▶ **GIVEN REQUEST**
Write the listing out again, all of it, word for word.

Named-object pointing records
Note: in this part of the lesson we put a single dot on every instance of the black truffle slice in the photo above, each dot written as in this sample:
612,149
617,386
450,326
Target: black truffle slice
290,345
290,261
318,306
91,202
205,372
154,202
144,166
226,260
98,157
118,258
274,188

▶ **RESPONSE TO THE TASK**
Note: in this part of the lesson we put a single dot on every instance of the black truffle slice in the photo above, each dot written as in this sample:
612,149
617,386
450,326
Target: black truffle slice
290,345
290,261
318,306
91,202
205,372
154,202
144,166
226,260
98,157
118,258
274,188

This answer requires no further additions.